Whenever a line of the entries below holds the string "white", copy that line and return it.

::::::

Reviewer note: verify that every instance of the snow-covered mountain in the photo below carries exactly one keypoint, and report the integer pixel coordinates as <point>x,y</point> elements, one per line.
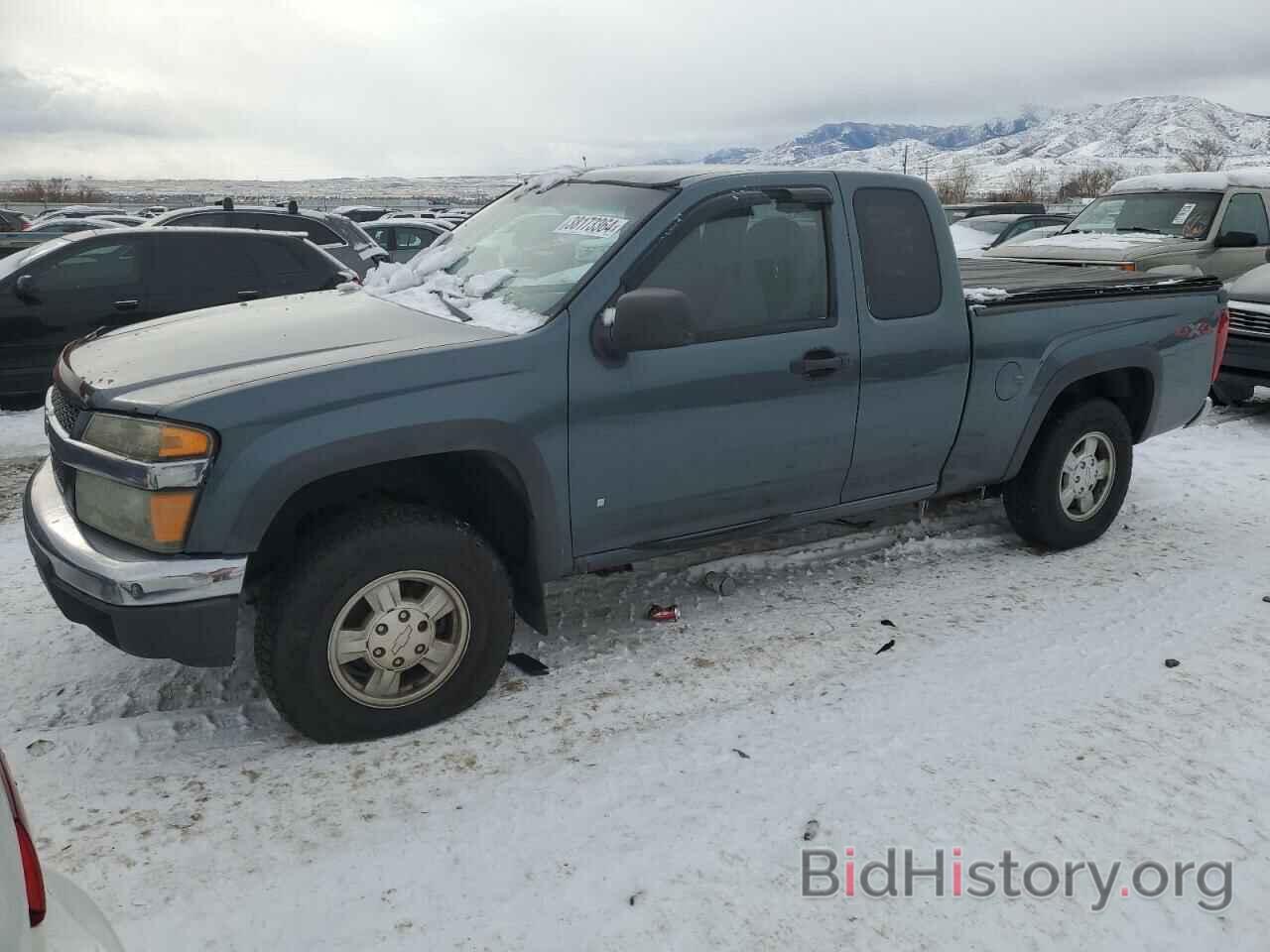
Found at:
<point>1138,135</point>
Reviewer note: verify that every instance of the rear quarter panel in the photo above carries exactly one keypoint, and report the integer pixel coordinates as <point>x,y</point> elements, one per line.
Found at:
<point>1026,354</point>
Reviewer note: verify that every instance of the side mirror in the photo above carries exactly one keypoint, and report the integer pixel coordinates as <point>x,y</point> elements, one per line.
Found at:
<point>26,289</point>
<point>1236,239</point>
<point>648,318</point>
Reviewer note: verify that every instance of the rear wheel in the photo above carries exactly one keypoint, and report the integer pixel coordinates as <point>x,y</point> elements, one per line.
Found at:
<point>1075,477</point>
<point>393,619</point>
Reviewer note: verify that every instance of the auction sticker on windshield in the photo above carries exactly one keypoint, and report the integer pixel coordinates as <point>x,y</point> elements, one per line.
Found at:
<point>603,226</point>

::::::

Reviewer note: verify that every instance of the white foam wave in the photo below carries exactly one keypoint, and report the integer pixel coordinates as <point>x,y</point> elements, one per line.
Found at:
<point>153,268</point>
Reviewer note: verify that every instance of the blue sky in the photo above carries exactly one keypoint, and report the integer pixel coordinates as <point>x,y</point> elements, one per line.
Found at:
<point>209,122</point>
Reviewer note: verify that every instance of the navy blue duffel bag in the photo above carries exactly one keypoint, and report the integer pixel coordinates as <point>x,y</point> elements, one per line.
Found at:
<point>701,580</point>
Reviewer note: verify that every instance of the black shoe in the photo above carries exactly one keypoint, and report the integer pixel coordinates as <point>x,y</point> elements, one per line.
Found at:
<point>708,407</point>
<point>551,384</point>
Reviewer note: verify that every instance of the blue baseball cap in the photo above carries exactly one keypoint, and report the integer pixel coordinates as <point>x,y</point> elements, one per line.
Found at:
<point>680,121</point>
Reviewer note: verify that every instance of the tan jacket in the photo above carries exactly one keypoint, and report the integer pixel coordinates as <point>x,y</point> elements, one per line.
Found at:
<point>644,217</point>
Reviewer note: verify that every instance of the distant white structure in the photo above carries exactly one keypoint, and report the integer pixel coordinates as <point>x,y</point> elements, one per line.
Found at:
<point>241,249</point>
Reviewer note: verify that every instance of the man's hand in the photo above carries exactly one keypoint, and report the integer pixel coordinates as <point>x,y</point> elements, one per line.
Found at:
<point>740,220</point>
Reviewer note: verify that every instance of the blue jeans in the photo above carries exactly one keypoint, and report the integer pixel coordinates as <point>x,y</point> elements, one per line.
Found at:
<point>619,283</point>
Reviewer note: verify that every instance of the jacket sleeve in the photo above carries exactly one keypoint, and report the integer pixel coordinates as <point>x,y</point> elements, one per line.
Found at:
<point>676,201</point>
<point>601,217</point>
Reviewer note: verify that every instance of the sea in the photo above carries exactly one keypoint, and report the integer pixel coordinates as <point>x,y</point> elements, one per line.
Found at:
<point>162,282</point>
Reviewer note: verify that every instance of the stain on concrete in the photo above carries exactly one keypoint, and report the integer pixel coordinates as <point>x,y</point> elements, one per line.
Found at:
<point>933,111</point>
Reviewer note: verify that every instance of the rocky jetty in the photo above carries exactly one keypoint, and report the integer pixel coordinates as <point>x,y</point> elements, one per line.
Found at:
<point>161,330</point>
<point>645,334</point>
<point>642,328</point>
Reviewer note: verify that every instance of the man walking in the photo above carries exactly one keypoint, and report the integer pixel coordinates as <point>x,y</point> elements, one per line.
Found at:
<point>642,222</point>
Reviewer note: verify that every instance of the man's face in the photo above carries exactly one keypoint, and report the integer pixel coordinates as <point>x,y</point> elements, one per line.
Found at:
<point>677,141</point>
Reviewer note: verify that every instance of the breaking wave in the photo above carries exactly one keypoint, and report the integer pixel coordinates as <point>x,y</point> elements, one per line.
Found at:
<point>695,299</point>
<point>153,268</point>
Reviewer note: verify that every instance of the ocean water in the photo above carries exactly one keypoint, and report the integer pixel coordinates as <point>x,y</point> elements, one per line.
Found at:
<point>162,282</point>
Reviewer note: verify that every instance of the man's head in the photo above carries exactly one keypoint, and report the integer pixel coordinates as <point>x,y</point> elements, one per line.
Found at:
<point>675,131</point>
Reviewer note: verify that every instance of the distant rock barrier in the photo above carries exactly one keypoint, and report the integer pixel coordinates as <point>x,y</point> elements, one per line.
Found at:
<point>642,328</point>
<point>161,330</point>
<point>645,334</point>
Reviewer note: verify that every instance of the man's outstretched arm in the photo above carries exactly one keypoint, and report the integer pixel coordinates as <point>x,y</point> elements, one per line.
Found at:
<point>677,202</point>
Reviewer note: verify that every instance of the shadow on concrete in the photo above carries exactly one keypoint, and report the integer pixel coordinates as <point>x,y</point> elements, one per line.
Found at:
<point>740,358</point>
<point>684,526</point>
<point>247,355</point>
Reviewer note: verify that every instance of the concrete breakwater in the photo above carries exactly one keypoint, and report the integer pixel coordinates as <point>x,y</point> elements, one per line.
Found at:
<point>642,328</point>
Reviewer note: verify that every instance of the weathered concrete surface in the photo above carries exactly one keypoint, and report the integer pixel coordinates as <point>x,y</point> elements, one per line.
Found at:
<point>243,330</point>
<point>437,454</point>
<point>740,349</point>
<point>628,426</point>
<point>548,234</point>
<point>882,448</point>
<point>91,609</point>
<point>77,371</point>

::::::

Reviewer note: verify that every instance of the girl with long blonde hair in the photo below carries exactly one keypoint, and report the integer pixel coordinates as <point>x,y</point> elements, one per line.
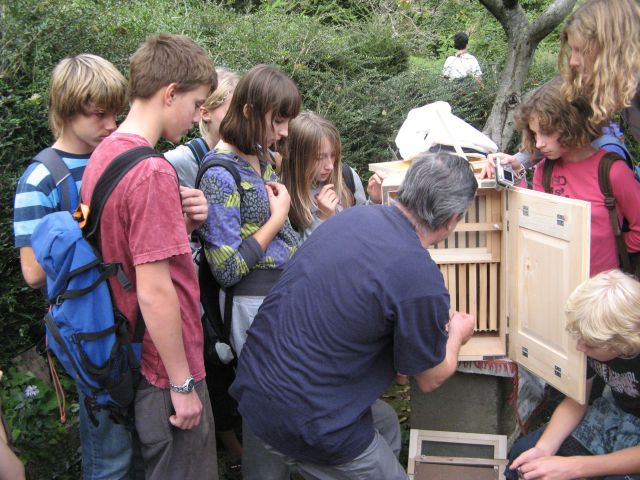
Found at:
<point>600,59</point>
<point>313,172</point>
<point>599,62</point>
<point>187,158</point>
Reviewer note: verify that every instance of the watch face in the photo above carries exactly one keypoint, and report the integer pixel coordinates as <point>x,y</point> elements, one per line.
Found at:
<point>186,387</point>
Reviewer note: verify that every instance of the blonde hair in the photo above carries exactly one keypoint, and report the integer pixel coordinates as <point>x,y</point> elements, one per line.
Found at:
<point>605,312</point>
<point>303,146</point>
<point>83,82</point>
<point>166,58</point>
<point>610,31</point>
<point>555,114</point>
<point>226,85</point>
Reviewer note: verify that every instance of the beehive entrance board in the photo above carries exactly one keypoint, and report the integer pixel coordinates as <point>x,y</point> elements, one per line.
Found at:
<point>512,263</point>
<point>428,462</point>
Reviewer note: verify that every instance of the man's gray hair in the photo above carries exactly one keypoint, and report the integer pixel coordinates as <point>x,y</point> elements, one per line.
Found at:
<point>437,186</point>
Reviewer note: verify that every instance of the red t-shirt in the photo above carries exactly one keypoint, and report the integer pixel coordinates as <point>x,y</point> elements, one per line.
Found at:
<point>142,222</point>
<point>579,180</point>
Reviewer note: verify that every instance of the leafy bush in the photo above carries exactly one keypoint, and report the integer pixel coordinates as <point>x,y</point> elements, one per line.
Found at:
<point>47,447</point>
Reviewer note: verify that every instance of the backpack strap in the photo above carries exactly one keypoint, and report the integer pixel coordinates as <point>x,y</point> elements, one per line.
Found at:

::::::

## Answer space
Reviewer note: verify that every instance of the white foam wave in the photo below carries exactly one keypoint, and report the integer pixel coordinates as <point>x,y</point> elements, one per line.
Reviewer note: verify that every instance of the distant white structure in the photo above carries exactly one keypoint, and report the integer pixel coordinates as <point>x,y</point> elements, one per line.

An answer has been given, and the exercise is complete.